- Kaynak metin -
━━━━━━

• Sonuç bulunamadı

4. TÜRKİYE-RUSYA SİYASİ VE TİCARİ İLİŞKİLERİ (1991 2001)

4.2. Rusya Federasyonu ve Türkiye’nin Ticari İlişkileri (1991 2001)

4.2.2. Rusya Federasyonu’nun Dış Ticareti

Türk Rus ticari ilişkilerinin ileriye yönelik stratejilerin ne olması gerektiğine geçmeden önce siyasi, sosyal ve ekonomik bakımdan önemli bir yapısal değişiklik göstermiş olan Rusya Federasyonunun dış dünyla ticari ilişkilerinin ve hali hazırdaki ekonomik durumunun ana hatlarıyla özetlenmesi gerekir. Piyasa ekonomisi geçiş sürecinde fiyatların tespitinde piyasa mekanizmasının işlerlik kazandırılmasına bağlı olarak 1991 yılından itibaren Rusya Federasyonu ekonomide yüksek enflasyonla birlikte önemli oranda bir daralma yaşamıştır. 1991-1994 döneminde GSYİH her yıl yaklaşık % 15 düzeyinde azalma göstermiştir. 1992 yılında enflasyon oranının yaklaşık % 2500 gibi rekor seviyeye çıkmasından sonra 1994 yılında bu oran % 320 düzeyine kadar düşürülmüştür. 1995 yılında alınan bazı ekonomik önlemlerin sonucunda GSYİH oranındaki azalma % 4 civarına kadar gerileme göstermiştir. Enflasyon oran ise hedeflere ulaşmasa da önemli seviyede düşmüş ve yılın sonu itibarıyla enflasyon % 133 düzeyinde gerçekleşmiştir.118

117 Selçuk, a.g.e., s. 55-57.

-Enflasyon 1996 yılında aylık bazda %0,2 sevilerine kadar gerileyerek, yıl genelinde enflasyon oranı reform sürecinin başlangıcı olan 1992 yılından o zamana kadar en düşük düzey olan %21,8 oranında gerçekleşmiştir.

━━━━━━

- Sağlanan kayıtlar -
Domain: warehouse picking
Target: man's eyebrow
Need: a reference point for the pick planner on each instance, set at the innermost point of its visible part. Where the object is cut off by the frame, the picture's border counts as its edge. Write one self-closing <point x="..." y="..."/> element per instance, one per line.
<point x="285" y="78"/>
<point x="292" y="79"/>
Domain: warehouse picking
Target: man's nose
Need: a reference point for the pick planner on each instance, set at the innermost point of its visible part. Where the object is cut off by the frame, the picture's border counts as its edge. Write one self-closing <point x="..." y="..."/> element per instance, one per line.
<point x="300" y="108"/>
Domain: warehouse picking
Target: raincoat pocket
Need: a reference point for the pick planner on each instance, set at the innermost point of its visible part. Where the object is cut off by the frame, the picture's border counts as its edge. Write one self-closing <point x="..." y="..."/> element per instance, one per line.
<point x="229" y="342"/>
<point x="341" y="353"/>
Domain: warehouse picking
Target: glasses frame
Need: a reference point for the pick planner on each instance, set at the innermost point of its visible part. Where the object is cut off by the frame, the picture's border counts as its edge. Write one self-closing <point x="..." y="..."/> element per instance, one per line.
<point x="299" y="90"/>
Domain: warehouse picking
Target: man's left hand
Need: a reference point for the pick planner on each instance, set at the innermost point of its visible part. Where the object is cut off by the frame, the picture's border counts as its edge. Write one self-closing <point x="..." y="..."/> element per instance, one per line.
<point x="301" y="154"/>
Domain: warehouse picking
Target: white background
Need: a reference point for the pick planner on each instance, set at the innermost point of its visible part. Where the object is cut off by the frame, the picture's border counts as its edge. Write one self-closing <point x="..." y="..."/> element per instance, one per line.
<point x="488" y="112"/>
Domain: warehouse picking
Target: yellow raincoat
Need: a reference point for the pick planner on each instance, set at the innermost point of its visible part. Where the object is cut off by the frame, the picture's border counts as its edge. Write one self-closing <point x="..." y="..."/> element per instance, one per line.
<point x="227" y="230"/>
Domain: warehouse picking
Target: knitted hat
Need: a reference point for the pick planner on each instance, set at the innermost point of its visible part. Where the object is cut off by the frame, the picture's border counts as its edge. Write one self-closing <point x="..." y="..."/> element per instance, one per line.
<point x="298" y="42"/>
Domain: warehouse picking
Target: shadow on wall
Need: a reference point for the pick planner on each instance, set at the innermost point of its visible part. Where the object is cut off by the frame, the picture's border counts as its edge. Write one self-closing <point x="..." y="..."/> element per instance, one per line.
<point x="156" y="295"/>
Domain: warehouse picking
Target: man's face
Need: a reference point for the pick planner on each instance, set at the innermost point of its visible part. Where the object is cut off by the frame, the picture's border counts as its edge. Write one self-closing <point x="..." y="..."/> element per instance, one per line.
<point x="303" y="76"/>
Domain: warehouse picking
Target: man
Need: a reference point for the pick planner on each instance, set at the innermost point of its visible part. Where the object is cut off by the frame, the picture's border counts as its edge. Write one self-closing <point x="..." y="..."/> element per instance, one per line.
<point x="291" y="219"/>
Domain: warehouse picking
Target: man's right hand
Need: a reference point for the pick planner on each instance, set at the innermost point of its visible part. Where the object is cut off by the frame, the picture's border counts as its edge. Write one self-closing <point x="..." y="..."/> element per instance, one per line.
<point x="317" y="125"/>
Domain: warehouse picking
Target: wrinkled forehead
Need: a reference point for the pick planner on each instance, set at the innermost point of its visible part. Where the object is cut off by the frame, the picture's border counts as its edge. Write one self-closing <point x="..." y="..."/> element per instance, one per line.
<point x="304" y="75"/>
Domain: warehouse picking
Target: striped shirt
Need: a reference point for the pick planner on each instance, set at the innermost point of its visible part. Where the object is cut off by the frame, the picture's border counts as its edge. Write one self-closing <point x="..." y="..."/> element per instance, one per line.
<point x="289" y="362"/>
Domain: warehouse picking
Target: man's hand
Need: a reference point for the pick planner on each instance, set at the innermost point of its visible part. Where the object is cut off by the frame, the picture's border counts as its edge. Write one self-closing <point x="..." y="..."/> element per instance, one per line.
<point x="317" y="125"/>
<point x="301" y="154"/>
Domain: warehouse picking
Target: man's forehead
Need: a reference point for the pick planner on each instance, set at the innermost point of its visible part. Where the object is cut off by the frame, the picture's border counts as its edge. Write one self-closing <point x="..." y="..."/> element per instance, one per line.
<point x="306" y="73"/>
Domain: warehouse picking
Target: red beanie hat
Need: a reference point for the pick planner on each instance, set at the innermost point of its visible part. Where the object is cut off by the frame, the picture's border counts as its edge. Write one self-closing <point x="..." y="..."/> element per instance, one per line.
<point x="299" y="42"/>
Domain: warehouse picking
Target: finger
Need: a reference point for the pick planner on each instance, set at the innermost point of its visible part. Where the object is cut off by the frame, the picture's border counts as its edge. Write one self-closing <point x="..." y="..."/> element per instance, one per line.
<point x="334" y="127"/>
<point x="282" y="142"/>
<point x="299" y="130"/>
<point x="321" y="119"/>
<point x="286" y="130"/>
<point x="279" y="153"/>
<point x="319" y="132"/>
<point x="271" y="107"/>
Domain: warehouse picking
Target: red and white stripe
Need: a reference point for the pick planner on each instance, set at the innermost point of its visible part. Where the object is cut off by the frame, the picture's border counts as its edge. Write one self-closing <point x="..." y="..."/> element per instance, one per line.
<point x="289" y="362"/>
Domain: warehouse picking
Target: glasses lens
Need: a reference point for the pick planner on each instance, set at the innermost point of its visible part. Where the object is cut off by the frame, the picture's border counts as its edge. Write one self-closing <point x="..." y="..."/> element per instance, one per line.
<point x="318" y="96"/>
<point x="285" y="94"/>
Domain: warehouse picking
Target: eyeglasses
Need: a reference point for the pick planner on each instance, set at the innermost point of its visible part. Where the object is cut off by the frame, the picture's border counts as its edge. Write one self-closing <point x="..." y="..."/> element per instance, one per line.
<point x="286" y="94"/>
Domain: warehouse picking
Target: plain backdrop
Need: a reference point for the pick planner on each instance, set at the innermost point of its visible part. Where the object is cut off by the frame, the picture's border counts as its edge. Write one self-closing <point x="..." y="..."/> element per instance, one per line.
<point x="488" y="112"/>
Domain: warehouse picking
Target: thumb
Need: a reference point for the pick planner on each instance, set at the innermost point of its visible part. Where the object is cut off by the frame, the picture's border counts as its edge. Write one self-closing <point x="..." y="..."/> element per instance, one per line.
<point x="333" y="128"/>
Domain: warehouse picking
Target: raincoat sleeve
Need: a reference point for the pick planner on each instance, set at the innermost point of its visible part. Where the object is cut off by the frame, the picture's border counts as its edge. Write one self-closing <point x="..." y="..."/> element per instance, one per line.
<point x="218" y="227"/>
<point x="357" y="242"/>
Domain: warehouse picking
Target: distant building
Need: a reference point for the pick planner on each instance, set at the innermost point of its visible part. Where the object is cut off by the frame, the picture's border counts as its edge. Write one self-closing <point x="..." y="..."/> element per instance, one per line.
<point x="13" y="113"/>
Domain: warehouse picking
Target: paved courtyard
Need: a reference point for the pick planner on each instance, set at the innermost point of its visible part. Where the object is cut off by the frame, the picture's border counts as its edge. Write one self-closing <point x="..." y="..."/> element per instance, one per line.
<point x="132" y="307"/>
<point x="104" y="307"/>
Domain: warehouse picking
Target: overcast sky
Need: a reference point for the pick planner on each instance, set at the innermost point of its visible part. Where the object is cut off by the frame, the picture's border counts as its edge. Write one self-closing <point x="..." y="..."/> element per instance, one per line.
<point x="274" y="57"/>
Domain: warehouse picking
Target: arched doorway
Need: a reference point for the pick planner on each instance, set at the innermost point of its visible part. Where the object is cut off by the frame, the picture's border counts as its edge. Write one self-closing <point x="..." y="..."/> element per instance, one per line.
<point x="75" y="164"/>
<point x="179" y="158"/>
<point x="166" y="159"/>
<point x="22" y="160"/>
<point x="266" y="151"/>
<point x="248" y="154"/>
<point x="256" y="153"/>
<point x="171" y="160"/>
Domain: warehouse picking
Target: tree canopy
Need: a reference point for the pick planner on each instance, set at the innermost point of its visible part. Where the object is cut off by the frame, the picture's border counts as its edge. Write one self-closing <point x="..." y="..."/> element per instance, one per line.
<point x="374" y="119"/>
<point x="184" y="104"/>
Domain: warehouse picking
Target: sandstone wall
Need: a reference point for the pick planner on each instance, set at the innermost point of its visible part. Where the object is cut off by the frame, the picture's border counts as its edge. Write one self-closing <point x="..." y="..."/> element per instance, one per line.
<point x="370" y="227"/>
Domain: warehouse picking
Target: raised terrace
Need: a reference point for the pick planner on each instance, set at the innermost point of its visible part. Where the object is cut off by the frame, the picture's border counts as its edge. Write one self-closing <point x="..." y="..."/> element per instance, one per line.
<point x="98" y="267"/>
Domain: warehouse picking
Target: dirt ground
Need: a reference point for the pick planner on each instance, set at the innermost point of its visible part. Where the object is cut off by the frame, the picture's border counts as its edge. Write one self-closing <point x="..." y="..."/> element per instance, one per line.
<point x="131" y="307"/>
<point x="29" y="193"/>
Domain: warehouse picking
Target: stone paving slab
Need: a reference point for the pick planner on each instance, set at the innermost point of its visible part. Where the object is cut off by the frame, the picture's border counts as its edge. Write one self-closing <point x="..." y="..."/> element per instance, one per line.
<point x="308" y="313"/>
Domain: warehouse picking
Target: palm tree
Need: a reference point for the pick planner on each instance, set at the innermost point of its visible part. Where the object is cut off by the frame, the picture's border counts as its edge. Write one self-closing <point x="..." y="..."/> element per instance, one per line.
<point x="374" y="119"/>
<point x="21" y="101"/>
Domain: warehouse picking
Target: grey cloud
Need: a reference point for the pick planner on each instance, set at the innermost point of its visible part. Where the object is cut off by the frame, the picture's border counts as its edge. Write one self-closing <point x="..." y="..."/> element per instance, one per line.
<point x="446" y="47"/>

━━━━━━

- Yapılacak görevler -
1 > Rusya Federasyonu'nun dış ticaretine ilişkin metne göre aşağıdaki soruları yanıtlayın.
(a) 1991-1994 döneminde GSYİH her yıl yaklaşık yüzde kaç azalmıştır?
(b) 1995 yılının sonu itibarıyla enflasyon hangi düzeyde gerçekleşmiştir?
(c) 1996 yılında yıl genelindeki enflasyon oranı kaç olmuştur?
2 > Rusya Federasyonu'nun dış ticaretine ilişkin metinde "117 Selçuk, a.g.e., s." ile "olan %21,8 oranında gerçekleşmiştir." arasındaki bölümü, bu ifadeler de dahil, harfi harfine yazıya geçirin.

- Beklenen sonuçlar -
1 >
(a) Yaklaşık %15.
(b) %133.
(c) %21,8.

2 >
117 Selçuk, a.g.e., s. 55-57.

-Enflasyon 1996 yılında aylık bazda %0,2 sevilerine kadar gerileyerek, yıl genelinde enflasyon oranı reform sürecinin başlangıcı olan 1992 yılından o zamana kadar en düşük düzey olan %21,8 oranında gerçekleşmiştir.